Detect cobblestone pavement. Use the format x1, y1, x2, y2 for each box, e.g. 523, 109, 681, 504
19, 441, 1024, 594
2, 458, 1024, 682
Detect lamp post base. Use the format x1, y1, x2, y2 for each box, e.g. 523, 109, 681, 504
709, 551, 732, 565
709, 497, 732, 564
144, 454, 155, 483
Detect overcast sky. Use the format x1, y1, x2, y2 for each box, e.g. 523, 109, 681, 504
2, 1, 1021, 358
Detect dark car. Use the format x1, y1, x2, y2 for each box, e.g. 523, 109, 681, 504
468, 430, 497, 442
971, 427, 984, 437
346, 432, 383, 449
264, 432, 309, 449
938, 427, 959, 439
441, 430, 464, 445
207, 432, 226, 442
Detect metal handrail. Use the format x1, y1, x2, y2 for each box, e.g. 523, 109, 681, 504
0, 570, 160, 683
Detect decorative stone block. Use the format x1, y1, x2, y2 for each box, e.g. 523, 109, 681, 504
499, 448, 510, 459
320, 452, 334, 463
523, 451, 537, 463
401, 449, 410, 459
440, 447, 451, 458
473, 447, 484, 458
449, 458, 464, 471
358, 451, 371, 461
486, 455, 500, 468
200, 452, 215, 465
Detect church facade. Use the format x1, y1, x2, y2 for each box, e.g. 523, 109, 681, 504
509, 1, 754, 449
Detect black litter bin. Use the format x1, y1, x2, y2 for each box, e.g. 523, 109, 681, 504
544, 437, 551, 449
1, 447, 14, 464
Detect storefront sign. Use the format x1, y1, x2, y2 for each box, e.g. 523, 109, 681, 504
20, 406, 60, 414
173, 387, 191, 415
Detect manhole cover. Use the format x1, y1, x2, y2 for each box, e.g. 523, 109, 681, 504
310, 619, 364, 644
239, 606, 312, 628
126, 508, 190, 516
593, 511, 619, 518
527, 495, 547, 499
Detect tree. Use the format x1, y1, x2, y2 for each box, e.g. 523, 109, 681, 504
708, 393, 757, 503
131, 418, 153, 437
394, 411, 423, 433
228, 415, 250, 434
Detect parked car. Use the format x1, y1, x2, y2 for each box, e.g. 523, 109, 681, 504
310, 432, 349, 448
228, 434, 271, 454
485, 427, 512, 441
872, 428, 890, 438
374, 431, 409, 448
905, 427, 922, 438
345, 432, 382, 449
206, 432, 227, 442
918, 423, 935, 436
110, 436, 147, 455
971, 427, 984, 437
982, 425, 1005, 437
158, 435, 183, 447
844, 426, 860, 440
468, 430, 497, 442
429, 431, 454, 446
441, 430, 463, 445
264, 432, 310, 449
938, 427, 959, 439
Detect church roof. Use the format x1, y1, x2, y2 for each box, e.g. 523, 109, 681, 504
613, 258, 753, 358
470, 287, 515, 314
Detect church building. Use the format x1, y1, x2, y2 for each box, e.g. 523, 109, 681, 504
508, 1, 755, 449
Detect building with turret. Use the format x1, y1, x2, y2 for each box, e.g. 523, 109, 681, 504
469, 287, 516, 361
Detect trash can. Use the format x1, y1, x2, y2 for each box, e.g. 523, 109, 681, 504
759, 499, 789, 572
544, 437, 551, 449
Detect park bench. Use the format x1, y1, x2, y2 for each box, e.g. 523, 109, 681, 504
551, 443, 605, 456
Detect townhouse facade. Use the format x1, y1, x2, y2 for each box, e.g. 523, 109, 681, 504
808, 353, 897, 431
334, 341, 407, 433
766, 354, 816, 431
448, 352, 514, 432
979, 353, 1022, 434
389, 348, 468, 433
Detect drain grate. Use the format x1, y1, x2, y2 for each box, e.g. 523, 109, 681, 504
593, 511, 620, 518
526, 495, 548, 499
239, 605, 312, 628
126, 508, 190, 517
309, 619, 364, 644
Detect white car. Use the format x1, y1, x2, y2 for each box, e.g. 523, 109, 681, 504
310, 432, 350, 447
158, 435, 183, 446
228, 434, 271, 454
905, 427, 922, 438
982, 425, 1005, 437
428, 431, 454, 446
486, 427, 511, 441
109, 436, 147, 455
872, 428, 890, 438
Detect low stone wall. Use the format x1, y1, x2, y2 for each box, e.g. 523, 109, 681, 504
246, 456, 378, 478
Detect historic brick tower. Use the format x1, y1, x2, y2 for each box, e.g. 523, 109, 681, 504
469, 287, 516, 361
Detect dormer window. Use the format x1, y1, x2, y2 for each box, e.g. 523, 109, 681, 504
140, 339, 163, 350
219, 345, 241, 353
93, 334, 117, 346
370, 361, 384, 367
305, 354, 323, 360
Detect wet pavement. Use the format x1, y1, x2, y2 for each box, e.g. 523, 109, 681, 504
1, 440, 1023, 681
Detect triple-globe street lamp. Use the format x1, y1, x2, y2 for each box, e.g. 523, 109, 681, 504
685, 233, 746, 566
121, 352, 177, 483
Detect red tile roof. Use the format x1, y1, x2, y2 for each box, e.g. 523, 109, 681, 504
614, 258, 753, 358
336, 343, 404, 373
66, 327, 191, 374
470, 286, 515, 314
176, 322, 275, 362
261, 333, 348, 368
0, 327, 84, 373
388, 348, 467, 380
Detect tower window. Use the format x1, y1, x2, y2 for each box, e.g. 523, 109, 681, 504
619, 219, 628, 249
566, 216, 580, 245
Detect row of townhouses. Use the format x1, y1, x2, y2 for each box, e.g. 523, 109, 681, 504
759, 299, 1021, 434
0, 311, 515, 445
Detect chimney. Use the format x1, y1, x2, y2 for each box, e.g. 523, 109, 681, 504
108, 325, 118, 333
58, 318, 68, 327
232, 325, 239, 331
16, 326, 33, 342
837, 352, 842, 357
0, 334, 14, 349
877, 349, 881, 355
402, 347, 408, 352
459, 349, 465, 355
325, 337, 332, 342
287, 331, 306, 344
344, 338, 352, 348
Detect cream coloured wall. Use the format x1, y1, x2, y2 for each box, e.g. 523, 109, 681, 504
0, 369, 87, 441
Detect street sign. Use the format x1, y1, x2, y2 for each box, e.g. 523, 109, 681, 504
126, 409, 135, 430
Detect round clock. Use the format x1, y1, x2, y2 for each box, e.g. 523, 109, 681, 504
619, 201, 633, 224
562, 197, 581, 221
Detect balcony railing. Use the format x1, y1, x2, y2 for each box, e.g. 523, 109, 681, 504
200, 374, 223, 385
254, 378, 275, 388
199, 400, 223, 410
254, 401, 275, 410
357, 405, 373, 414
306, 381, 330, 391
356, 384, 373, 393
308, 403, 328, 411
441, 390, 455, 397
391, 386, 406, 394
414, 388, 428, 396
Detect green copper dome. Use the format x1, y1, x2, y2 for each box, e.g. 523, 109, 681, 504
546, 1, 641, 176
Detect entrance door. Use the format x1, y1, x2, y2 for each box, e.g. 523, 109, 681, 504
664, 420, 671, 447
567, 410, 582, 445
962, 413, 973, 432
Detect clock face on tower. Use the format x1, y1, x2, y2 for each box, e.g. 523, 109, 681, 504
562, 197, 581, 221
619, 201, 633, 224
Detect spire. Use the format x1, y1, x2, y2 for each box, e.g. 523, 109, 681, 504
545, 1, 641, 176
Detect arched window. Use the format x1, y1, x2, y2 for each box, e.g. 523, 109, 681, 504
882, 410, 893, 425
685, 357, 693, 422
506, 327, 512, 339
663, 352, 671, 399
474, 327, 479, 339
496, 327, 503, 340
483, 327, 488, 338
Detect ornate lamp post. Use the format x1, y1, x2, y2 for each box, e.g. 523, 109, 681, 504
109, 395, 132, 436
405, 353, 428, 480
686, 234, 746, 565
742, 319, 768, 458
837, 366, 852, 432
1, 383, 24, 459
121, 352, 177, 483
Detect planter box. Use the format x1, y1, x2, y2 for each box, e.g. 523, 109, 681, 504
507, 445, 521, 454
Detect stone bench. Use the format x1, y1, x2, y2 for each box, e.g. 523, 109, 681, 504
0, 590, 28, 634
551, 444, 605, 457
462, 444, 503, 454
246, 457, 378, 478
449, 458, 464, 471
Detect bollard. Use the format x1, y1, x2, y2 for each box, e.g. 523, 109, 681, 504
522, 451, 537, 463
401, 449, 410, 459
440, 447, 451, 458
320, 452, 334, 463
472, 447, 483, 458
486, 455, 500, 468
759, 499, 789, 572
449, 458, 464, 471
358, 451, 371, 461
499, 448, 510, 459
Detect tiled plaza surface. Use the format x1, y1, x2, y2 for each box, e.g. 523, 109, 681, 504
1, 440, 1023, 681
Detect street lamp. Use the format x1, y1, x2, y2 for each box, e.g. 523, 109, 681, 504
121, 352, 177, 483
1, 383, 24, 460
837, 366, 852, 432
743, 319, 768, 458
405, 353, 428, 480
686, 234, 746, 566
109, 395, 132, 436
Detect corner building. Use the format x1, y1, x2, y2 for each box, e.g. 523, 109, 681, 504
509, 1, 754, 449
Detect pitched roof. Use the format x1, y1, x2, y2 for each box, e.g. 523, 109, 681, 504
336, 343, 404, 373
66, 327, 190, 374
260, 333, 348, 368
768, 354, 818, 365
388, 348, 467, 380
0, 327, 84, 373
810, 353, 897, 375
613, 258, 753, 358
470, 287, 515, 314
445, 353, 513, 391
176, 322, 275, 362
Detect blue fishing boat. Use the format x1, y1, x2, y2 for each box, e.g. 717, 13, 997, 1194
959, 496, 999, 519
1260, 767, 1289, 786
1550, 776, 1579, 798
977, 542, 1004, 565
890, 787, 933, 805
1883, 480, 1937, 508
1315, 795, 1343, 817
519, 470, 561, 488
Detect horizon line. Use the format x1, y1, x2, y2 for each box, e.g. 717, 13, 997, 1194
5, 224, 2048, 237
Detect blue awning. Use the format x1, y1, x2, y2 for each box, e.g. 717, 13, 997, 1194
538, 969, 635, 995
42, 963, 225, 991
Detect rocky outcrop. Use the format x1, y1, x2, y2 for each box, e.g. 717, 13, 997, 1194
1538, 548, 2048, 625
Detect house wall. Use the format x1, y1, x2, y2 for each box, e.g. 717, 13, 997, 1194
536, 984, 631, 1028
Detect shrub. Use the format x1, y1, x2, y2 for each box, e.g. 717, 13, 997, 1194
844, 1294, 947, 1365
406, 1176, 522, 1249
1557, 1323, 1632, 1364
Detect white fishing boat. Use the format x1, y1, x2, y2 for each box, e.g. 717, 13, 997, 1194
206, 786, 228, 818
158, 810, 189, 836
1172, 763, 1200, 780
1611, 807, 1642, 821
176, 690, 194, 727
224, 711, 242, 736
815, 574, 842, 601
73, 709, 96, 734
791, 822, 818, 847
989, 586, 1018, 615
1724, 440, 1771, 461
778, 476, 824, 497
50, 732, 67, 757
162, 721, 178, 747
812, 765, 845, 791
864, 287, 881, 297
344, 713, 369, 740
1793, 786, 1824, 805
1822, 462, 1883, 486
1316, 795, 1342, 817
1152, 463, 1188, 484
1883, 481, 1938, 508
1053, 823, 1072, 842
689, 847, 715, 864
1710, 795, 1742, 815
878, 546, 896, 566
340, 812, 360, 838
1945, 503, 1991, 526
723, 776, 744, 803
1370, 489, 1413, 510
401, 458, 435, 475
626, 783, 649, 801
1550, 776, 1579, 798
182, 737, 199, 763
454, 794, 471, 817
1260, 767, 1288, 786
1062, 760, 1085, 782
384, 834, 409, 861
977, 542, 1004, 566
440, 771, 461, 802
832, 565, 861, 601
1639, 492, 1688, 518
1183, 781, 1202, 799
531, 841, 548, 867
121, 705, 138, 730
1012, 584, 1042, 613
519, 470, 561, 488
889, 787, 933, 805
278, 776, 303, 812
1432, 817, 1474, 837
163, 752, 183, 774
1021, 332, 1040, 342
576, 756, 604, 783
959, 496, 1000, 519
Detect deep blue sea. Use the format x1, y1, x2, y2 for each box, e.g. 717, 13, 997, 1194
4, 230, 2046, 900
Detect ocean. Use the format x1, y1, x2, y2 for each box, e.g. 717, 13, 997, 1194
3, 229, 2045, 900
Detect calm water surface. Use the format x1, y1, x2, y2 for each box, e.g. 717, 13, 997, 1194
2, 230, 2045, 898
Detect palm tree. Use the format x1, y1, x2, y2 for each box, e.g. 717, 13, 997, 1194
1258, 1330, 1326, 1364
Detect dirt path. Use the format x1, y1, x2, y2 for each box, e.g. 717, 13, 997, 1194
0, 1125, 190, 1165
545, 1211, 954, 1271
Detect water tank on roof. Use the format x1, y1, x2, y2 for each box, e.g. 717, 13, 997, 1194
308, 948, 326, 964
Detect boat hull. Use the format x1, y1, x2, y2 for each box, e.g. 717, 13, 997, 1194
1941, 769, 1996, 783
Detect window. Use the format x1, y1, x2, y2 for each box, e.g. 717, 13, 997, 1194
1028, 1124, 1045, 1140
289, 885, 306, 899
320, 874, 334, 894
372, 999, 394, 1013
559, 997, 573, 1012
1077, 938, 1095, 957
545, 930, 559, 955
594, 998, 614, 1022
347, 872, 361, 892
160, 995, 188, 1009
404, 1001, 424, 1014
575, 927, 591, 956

**********

*Exercise brief:*
Only the lines from the one containing "Detect water tank" through the end of the material should be copied, exactly as they stand; please keep both ends.

*Written answer:*
Detect water tank on roof. Use the format x1, y1, x2, y2 for each box, e.g. 717, 13, 997, 1194
308, 948, 326, 964
Detect boat hull. Use the format x1, y1, x2, y2 for each box, e.g. 717, 13, 997, 1194
1941, 769, 1996, 783
Detect window. Use the format x1, y1, x2, y2 for each box, e.g. 717, 13, 997, 1194
1028, 1124, 1045, 1140
289, 885, 306, 899
320, 874, 334, 894
372, 999, 394, 1013
559, 997, 573, 1012
1077, 938, 1095, 957
545, 930, 559, 955
594, 998, 614, 1022
347, 872, 361, 892
160, 995, 188, 1009
404, 1001, 424, 1014
575, 927, 591, 956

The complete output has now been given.